===== Given information =====

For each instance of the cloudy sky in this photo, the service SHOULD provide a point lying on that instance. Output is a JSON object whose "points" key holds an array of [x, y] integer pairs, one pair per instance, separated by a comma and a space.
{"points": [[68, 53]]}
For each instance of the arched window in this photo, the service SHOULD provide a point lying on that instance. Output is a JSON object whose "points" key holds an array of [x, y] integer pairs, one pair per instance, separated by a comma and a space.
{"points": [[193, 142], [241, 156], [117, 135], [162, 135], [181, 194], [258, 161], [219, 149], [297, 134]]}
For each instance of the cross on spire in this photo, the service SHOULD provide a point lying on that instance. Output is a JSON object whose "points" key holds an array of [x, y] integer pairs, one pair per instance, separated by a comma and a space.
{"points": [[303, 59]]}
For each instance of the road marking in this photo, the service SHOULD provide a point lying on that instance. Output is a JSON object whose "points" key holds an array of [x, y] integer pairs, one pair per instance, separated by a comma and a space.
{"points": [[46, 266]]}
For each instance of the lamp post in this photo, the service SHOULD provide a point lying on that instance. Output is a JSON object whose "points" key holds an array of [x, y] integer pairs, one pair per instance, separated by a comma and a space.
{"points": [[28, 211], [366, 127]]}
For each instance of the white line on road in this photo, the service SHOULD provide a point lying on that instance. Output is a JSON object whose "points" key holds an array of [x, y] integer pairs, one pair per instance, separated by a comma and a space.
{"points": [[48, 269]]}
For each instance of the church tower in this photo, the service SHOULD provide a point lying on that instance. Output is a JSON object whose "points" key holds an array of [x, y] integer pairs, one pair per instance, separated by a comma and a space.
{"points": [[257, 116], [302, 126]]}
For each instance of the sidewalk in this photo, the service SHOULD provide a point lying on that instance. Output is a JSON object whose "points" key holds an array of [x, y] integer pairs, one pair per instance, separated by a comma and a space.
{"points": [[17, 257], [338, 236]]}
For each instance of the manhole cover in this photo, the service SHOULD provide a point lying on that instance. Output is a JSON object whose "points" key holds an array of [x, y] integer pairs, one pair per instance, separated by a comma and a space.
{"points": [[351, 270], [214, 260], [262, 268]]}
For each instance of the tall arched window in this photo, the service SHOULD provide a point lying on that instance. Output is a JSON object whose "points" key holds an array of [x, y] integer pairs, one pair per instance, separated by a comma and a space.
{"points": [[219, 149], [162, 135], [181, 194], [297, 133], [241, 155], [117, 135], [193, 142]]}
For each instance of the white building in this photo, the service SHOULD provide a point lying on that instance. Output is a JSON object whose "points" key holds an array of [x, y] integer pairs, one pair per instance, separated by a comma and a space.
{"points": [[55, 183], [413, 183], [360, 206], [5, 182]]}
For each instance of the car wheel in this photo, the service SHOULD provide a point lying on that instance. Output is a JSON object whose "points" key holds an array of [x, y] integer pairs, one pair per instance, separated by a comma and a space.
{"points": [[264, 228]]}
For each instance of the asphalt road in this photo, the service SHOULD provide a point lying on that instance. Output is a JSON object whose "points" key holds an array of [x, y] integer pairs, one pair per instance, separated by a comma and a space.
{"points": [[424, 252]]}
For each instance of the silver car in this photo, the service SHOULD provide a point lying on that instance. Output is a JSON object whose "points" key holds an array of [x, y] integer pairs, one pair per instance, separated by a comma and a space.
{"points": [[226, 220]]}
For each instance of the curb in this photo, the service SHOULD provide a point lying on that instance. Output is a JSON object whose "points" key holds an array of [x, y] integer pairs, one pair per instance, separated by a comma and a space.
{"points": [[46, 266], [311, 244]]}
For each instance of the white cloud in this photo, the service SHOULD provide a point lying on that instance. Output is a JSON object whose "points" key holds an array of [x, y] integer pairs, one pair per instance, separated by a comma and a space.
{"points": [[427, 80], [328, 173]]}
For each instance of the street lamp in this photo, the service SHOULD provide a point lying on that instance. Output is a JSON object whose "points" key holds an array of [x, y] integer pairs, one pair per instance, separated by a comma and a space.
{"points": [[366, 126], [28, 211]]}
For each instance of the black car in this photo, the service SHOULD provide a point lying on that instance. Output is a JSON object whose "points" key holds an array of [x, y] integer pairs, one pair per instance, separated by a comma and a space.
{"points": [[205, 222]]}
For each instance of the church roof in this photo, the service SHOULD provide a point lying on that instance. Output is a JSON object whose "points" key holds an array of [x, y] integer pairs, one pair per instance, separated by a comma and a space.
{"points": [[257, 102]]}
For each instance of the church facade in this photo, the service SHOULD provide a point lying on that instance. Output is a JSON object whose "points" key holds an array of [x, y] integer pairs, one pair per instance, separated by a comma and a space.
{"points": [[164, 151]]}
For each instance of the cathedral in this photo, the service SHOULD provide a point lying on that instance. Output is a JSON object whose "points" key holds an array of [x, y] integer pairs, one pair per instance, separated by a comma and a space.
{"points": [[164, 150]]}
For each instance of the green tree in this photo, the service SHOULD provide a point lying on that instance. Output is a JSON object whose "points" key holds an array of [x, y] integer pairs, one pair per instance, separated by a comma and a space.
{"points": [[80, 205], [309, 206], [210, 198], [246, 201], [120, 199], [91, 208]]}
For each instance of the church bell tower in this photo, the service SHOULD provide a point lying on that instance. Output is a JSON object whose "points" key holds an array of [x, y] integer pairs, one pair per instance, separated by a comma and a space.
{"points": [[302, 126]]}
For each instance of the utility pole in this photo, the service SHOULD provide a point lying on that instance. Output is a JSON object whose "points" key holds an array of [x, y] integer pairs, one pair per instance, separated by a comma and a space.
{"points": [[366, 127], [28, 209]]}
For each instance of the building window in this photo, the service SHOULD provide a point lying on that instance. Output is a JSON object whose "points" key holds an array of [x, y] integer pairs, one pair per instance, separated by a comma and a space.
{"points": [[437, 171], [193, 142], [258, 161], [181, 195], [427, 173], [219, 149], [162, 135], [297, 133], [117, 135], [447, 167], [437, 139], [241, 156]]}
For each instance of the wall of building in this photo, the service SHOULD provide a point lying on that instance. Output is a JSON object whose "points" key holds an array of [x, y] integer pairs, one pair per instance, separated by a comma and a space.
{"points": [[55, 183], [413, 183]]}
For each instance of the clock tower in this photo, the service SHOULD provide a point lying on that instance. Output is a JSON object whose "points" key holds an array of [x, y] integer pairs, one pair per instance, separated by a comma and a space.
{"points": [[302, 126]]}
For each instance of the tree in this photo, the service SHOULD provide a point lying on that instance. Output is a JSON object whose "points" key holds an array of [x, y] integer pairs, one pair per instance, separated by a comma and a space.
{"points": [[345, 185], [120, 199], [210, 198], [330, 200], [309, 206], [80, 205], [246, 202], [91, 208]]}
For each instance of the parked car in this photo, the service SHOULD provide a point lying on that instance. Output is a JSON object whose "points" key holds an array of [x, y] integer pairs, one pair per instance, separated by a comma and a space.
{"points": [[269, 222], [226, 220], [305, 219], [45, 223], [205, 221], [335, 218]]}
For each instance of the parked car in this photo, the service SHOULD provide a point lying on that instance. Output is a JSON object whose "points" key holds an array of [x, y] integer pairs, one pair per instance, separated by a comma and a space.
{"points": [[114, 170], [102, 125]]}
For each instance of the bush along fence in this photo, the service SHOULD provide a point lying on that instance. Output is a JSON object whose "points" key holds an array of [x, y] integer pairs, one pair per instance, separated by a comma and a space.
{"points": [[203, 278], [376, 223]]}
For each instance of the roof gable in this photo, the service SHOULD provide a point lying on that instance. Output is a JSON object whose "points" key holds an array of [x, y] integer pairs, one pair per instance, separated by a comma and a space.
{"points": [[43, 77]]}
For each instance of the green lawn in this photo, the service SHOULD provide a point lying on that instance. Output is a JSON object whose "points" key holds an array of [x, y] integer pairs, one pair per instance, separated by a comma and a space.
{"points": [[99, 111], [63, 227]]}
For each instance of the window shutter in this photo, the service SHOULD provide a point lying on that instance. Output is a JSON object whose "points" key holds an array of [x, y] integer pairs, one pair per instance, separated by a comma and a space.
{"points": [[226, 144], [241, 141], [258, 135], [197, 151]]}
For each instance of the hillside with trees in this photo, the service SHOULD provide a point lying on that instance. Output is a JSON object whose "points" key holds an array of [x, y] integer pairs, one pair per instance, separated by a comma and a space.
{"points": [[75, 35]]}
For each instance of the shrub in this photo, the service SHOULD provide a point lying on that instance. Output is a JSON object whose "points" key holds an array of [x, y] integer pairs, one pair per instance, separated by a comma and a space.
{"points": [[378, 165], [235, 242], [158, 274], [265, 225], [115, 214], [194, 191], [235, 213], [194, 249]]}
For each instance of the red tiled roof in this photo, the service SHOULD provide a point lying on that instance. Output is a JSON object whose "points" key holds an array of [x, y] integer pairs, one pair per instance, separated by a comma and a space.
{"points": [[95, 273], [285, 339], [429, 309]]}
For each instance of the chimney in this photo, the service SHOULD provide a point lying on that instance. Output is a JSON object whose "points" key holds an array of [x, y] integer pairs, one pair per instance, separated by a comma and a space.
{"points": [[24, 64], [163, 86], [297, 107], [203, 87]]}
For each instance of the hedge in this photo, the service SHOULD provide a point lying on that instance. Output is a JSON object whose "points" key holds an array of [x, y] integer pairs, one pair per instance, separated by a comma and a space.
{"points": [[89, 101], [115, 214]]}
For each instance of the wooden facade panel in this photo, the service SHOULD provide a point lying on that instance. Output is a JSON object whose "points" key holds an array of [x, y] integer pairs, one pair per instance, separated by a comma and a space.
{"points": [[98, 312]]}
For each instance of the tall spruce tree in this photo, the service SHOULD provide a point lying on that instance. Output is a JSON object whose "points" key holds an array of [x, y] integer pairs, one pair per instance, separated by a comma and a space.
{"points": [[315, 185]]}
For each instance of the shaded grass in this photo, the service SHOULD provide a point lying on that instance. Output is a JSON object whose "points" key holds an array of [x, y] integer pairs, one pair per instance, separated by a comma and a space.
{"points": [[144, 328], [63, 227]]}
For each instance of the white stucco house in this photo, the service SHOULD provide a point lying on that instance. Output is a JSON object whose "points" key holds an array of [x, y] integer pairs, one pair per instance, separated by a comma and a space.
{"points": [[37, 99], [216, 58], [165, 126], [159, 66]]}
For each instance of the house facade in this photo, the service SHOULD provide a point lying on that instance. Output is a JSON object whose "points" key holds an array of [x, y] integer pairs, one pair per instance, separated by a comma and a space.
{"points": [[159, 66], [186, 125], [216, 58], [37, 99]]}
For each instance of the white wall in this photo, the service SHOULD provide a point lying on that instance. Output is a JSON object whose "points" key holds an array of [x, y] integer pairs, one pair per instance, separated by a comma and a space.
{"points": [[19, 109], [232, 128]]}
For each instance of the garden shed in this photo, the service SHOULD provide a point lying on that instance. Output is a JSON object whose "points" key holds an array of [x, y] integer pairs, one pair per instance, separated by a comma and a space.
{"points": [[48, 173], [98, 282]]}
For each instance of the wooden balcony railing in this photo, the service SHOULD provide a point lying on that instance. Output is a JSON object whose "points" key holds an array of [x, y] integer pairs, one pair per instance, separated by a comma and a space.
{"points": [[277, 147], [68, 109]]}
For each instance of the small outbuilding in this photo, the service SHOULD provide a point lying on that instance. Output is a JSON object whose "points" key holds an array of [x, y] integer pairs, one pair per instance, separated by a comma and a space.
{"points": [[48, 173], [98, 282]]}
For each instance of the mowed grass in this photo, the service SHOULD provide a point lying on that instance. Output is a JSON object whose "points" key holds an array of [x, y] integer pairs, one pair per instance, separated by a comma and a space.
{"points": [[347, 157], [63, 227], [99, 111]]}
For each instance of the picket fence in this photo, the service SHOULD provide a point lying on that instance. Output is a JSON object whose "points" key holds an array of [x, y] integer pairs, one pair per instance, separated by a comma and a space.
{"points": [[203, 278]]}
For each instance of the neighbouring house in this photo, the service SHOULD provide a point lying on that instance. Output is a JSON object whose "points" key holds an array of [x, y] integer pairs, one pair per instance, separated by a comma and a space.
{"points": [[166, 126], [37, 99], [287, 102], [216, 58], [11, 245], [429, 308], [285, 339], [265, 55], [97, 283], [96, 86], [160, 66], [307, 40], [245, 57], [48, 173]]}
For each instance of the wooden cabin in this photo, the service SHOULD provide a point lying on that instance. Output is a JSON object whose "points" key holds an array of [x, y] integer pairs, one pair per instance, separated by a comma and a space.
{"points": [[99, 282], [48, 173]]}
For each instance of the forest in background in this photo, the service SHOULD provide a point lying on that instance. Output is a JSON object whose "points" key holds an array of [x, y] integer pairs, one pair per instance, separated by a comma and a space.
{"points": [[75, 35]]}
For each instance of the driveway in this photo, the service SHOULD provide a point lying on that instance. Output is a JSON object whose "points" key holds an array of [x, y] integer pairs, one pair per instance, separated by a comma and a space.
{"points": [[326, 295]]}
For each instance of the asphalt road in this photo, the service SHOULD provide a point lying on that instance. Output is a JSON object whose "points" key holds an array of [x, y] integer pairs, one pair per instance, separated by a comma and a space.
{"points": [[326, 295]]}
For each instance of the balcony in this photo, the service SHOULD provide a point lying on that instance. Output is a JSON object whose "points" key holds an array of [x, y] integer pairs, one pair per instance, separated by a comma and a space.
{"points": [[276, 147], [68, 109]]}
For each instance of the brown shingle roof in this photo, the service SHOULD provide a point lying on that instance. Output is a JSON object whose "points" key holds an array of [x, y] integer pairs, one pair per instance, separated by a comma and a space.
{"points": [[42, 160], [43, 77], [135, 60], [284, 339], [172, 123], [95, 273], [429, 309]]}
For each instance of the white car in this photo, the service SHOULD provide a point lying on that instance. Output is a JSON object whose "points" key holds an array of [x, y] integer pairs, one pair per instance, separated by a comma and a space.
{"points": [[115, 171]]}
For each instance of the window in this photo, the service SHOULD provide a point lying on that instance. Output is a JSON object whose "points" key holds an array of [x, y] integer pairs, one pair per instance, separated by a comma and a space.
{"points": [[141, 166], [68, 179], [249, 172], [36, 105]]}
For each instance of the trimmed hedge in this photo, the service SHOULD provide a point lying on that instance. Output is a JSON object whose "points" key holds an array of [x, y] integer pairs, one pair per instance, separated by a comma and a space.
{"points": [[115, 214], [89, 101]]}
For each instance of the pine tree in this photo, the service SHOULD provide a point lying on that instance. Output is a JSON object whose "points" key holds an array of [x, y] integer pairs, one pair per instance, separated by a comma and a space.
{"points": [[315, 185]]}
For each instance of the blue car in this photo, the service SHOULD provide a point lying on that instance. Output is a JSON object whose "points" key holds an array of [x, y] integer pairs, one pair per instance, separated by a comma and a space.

=====

◆ **Exercise objective**: Reproduce exactly the lines from the one containing "For each instance of the window in" through the last line of the records above, including both, and nothing else.

◆ **Task answer**:
For each instance of the window in this photo, the service SHOULD provide a point lying on that instance. Output is a JSON object whose "points" key holds an array of [x, y] integer pairs, one pair per instance, separated by a comma and a space.
{"points": [[141, 166], [68, 179], [249, 172], [36, 105]]}
For each instance of the trimmed hedge in this photo, the service SHOULD provide a point lying on that instance. Output is a JSON object whose "points" key holds an array of [x, y] integer pairs, one pair per instance, separated by a comma and a space.
{"points": [[115, 214], [89, 101]]}
For each instance of the pine tree in this photo, the service SHOULD provide a point lying on that instance. Output is a JSON object whose "points" key holds an array of [x, y] integer pairs, one pair per instance, separated by a comma and a space.
{"points": [[315, 185]]}
For each instance of the blue car in this photo, the service SHOULD provide a point lying on that instance. Output is a JSON object whose "points" key holds an array of [x, y] integer pairs, one pair per instance, separated by a comma and a space.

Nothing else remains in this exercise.